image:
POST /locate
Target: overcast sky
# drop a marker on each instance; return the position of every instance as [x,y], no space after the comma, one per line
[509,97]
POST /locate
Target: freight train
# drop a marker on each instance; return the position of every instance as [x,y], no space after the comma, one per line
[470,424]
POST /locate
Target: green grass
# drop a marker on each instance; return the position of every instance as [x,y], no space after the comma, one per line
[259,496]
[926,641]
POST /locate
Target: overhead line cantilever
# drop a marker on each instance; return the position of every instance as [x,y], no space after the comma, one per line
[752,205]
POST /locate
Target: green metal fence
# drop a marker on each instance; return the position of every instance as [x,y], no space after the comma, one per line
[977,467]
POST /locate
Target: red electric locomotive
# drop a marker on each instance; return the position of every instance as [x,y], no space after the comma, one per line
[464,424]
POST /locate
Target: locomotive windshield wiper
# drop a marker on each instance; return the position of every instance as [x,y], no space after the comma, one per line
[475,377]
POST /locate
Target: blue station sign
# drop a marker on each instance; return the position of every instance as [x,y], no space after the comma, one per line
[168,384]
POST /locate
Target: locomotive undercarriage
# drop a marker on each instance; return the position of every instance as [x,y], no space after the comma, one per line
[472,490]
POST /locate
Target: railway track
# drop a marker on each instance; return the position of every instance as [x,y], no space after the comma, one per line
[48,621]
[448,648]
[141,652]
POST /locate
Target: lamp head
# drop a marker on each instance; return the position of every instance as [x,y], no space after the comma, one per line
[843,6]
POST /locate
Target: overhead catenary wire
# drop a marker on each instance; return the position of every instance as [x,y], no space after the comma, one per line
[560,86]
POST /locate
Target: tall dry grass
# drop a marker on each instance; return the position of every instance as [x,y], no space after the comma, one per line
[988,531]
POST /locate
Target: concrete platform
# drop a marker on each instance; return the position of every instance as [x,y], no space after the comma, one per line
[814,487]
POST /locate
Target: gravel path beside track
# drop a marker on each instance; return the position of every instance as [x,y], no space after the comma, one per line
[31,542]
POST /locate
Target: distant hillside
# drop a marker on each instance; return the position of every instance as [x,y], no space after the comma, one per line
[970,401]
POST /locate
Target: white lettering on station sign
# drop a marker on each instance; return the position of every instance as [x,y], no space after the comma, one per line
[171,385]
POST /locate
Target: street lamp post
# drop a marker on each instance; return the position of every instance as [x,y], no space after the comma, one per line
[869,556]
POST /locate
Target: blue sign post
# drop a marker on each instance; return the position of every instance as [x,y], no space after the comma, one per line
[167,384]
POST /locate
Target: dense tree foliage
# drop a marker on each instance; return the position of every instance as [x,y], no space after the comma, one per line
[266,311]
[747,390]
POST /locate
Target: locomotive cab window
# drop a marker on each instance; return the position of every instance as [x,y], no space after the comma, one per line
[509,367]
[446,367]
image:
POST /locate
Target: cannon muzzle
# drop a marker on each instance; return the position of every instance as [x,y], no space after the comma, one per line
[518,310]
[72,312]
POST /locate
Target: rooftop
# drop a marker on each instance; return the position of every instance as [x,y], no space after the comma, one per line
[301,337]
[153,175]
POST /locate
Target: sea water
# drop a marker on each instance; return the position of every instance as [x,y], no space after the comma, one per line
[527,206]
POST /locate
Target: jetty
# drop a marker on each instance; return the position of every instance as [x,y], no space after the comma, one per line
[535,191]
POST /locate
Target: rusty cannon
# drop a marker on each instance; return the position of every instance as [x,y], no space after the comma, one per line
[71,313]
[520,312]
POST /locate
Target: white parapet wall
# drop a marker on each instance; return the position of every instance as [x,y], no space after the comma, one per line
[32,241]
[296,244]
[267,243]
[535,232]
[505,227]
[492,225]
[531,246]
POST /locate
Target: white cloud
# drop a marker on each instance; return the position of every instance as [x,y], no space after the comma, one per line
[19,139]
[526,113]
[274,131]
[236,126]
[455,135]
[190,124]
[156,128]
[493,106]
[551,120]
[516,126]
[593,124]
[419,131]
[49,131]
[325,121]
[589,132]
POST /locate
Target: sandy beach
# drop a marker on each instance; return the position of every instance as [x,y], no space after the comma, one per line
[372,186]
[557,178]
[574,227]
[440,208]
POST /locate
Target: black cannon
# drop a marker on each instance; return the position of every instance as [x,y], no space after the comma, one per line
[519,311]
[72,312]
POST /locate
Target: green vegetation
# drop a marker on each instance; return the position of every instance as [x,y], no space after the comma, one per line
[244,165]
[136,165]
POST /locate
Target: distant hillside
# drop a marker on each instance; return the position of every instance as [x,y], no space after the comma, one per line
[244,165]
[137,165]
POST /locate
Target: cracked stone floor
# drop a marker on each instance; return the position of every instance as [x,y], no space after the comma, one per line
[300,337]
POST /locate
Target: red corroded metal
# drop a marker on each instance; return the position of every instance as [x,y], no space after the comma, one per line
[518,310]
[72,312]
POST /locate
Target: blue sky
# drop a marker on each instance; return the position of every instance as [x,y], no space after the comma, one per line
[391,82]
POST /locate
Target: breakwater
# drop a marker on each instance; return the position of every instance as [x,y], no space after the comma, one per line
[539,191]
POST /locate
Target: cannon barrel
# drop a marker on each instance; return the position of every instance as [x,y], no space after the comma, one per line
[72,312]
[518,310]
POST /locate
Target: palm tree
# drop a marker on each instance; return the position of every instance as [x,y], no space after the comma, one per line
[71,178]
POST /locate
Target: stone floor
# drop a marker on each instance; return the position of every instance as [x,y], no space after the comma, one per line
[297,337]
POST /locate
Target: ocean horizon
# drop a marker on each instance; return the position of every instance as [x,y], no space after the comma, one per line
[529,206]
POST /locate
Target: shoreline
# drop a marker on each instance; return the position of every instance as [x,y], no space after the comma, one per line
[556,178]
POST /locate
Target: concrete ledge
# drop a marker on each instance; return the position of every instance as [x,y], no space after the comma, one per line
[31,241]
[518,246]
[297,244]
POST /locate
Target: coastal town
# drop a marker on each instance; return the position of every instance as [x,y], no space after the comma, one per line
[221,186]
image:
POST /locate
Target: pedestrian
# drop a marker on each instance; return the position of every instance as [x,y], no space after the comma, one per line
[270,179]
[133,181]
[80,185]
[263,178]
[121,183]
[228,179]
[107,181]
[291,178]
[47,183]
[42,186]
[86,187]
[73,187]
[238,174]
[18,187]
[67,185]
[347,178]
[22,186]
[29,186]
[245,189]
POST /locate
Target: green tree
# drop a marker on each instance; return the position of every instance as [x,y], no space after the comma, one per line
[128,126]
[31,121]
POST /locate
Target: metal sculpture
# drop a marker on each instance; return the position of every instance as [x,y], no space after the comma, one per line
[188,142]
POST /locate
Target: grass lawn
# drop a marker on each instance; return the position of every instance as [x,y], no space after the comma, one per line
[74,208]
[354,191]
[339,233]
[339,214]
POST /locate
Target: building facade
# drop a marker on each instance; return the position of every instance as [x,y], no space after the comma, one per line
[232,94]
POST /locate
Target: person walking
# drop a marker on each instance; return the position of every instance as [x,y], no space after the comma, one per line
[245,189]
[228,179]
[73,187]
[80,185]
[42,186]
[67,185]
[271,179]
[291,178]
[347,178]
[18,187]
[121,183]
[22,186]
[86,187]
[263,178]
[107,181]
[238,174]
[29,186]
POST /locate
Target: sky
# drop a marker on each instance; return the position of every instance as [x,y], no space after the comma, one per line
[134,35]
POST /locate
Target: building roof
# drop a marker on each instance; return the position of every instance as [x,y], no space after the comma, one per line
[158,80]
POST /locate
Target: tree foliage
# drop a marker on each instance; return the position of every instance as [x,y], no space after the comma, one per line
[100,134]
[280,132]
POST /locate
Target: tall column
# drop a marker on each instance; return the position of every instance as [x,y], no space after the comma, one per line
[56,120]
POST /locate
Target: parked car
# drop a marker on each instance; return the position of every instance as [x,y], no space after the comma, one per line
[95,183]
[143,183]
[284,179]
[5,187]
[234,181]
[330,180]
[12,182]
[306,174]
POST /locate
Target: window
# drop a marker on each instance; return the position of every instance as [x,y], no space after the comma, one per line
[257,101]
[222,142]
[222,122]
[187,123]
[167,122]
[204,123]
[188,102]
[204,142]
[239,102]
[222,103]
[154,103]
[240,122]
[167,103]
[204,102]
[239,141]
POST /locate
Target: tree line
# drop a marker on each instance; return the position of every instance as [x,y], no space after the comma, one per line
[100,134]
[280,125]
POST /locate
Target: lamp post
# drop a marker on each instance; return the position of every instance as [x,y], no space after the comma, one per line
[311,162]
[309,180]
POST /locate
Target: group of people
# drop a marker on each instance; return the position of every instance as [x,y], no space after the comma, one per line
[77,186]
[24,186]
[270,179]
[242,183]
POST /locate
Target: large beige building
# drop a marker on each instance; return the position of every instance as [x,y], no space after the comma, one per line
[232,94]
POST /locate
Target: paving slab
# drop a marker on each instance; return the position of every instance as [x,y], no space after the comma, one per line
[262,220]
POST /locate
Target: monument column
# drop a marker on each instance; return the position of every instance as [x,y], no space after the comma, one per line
+ + + +
- Task instructions:
Please provide nothing but the number of lines in the records that hold the string "floor".

- Response box:
2